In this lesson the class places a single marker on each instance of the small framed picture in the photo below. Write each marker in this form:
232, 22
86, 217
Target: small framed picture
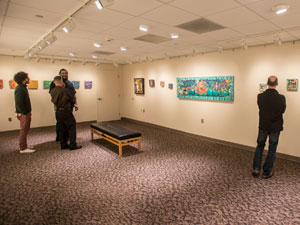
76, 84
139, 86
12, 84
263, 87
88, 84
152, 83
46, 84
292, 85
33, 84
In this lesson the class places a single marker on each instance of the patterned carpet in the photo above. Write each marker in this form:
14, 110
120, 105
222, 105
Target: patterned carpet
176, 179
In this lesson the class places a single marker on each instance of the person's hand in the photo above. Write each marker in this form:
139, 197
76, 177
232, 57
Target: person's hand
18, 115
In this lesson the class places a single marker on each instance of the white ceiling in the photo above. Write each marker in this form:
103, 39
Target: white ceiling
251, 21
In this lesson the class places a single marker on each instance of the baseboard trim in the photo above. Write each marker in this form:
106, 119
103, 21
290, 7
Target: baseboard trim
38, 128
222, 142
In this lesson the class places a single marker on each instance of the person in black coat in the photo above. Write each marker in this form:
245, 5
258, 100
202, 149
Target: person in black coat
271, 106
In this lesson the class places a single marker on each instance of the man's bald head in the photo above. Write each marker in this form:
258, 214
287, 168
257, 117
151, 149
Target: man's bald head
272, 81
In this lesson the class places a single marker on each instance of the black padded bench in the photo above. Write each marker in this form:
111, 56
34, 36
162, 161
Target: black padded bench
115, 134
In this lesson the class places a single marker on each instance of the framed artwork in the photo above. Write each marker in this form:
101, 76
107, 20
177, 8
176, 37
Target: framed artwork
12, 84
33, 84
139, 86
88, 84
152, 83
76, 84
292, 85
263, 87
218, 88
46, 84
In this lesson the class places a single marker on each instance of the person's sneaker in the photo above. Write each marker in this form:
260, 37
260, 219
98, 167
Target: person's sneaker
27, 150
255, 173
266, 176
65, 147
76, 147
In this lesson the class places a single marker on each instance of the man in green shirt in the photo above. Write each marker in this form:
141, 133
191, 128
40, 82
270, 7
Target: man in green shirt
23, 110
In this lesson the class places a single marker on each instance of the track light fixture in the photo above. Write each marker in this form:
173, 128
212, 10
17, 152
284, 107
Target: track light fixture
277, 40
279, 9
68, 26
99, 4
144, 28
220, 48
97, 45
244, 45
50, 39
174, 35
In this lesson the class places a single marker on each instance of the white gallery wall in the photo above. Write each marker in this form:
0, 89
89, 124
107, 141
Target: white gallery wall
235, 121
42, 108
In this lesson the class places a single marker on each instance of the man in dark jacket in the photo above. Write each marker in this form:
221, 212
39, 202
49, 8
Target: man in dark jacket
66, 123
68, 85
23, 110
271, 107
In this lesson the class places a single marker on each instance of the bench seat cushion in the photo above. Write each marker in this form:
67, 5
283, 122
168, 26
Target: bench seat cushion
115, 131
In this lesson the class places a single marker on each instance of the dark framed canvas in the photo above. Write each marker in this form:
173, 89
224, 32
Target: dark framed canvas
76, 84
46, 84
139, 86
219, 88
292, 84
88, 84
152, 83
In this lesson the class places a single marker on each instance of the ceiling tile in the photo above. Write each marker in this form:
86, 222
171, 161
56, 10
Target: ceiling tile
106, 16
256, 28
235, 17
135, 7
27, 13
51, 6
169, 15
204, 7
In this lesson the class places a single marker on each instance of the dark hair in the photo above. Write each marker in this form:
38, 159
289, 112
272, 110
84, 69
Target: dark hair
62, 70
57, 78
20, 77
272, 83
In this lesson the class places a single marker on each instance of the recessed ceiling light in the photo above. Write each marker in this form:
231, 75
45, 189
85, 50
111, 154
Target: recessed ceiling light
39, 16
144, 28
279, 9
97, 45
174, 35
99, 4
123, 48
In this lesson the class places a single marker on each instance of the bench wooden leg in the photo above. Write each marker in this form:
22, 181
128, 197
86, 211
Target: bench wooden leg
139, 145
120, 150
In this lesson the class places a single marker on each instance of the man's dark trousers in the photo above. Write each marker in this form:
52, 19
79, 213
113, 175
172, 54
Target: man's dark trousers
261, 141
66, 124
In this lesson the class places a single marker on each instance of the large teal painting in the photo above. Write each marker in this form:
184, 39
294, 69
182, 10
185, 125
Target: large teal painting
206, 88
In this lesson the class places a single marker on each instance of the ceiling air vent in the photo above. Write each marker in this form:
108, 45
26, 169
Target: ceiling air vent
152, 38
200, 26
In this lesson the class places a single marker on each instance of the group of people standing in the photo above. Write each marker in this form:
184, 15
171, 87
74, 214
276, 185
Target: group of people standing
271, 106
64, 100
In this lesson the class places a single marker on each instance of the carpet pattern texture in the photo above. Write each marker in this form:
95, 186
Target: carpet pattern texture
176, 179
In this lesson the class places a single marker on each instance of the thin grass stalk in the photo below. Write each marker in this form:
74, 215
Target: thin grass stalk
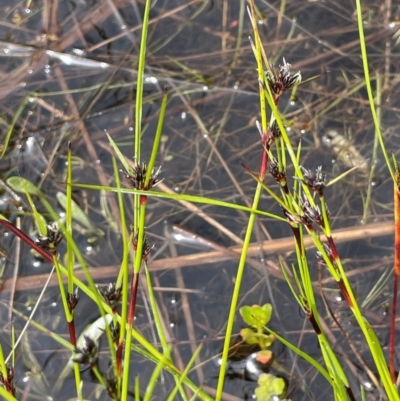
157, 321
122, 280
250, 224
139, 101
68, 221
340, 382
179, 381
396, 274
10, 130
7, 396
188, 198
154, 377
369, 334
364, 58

§

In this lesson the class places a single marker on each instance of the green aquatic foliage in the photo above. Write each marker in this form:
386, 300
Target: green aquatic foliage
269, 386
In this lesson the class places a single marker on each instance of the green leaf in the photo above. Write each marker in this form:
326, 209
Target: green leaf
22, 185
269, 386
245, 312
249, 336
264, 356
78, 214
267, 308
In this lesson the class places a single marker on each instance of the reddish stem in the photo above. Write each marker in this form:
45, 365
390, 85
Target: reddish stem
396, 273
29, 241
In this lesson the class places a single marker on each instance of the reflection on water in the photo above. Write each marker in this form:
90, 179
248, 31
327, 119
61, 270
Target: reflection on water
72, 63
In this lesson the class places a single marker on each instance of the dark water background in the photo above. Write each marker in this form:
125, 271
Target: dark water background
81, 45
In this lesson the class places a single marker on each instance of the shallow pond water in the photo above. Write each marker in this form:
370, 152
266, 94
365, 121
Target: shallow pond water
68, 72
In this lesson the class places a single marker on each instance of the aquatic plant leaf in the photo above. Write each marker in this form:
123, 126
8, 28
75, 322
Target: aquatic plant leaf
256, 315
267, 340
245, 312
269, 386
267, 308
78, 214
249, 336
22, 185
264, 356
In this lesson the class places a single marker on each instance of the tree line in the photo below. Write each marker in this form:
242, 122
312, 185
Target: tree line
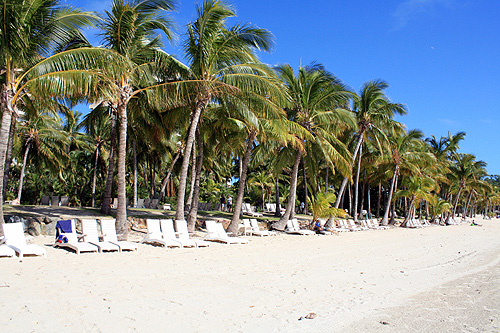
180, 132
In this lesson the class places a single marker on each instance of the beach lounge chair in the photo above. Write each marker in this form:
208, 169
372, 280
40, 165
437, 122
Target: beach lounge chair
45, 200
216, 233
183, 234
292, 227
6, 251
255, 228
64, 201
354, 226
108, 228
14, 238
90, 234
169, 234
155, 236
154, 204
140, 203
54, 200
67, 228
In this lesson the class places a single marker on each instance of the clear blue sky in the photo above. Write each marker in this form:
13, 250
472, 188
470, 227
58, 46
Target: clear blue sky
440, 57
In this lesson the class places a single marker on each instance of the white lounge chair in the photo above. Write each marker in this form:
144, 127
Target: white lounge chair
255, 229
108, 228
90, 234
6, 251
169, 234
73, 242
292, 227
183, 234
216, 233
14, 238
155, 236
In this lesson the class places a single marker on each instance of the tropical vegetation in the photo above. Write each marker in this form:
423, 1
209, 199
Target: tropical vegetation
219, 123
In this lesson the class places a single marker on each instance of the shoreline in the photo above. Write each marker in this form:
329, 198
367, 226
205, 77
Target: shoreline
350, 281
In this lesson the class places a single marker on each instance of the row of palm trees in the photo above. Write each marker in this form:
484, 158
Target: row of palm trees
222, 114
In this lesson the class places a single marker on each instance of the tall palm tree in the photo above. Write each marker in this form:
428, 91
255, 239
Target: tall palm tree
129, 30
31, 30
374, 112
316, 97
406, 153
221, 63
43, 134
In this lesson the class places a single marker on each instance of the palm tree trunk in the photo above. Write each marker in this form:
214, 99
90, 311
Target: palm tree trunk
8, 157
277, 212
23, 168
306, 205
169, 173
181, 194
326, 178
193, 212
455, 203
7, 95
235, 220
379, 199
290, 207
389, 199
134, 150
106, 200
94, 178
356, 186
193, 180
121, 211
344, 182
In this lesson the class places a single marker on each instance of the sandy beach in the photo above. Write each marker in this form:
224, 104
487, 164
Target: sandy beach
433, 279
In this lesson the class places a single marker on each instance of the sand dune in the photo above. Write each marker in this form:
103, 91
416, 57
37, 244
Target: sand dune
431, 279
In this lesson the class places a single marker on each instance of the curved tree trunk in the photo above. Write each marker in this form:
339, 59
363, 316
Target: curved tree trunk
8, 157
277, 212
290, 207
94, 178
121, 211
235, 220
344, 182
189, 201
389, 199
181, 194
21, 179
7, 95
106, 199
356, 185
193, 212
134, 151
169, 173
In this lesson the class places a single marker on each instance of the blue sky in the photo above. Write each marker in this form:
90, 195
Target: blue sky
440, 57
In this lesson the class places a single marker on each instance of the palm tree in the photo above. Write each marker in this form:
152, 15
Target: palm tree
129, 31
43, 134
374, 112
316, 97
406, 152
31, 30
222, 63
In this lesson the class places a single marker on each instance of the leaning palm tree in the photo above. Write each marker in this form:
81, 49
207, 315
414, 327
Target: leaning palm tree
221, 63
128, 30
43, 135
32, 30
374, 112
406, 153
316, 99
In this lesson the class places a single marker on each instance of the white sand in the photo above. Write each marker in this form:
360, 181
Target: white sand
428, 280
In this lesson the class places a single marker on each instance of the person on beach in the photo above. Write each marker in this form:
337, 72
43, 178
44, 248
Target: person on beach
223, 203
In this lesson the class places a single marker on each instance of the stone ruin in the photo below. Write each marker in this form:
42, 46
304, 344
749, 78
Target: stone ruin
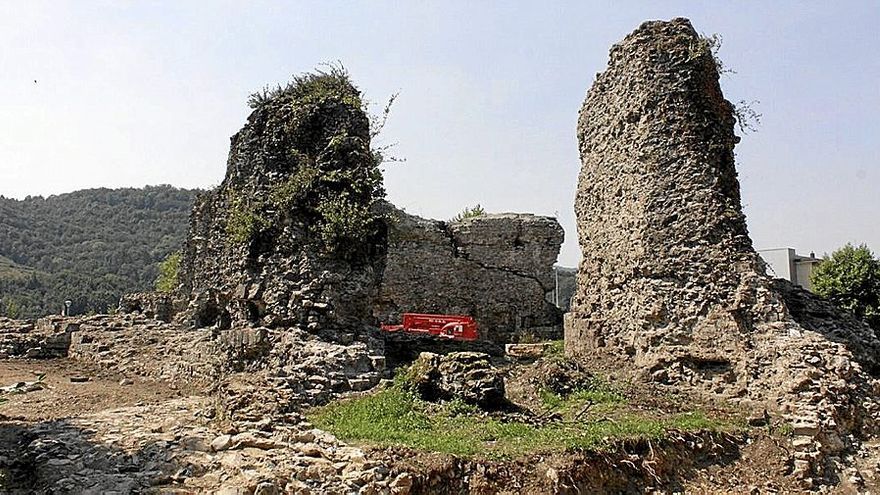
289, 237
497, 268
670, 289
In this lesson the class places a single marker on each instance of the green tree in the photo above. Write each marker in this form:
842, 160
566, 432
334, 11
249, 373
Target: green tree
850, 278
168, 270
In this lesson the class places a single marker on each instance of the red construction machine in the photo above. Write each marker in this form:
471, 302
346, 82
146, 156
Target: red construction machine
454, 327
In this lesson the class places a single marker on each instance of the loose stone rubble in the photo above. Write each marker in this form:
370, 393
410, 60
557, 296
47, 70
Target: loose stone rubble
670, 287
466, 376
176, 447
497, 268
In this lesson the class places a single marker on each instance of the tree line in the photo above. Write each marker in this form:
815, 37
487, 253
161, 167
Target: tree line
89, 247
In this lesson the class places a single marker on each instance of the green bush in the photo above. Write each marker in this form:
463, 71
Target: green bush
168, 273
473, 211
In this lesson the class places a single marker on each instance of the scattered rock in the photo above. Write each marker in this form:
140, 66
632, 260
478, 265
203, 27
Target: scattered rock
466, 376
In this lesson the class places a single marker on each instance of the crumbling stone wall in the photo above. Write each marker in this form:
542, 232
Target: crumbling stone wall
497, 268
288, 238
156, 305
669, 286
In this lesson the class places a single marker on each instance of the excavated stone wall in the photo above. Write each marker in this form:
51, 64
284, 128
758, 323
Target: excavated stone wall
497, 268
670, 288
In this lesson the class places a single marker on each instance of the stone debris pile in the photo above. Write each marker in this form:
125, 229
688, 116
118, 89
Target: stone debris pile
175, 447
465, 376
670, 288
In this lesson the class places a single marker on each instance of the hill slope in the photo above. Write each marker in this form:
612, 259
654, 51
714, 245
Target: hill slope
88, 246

§

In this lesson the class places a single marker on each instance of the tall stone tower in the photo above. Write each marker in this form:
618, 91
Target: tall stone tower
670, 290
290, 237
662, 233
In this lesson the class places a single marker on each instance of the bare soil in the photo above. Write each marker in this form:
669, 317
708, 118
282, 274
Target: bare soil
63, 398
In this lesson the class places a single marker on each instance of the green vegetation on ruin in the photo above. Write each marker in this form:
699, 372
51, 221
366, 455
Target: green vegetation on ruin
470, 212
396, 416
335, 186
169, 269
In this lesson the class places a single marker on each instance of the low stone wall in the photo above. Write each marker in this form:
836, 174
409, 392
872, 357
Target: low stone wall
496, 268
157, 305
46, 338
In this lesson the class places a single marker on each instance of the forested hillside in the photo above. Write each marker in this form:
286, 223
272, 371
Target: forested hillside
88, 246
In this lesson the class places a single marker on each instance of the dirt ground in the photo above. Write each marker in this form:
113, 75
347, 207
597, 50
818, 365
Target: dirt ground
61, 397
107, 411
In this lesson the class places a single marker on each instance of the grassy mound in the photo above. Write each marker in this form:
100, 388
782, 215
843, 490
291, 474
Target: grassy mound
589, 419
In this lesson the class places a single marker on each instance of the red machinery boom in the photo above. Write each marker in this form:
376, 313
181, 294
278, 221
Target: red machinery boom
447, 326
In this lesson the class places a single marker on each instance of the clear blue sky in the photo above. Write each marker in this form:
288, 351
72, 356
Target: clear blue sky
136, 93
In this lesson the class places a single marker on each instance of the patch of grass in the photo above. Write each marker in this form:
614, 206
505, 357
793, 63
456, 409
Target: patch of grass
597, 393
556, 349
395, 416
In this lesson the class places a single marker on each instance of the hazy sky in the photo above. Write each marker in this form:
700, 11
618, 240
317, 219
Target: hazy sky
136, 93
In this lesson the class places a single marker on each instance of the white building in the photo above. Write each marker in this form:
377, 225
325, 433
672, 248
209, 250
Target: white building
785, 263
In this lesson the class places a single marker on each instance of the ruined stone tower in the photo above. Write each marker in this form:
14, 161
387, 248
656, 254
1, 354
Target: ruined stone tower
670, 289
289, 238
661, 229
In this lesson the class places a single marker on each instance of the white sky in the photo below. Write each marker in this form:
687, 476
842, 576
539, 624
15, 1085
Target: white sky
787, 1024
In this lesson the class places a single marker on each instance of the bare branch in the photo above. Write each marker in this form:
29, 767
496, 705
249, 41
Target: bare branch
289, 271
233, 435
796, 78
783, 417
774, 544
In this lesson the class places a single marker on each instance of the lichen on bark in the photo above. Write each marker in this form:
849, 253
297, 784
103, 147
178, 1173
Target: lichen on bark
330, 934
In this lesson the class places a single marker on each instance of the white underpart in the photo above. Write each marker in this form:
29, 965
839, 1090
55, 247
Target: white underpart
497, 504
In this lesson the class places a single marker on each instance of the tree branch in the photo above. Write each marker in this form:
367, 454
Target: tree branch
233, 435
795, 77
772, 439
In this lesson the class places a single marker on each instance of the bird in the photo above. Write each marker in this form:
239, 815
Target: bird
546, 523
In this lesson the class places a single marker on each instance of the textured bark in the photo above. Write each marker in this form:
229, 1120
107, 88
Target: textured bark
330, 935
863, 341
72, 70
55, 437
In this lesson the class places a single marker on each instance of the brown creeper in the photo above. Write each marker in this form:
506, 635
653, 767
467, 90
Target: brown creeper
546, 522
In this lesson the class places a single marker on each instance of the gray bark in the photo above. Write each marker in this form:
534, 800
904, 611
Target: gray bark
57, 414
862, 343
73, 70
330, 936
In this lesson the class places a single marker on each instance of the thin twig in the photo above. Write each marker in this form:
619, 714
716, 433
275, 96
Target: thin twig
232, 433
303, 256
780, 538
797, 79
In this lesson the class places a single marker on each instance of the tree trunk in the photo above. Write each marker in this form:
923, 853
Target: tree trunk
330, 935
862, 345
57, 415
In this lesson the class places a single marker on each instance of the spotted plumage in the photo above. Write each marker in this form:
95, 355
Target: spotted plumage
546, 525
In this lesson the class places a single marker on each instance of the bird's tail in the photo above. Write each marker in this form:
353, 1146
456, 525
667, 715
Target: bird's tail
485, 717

§

Go through the items above and copy out every line that contains the word "recessed". Match upper and lower case exactly.

**WRITTEN SOLUTION**
In this lesson the class places a single marker on each instance of the recessed ceiling light in the photo above. Write each marker in this form:
Target: recessed ceiling light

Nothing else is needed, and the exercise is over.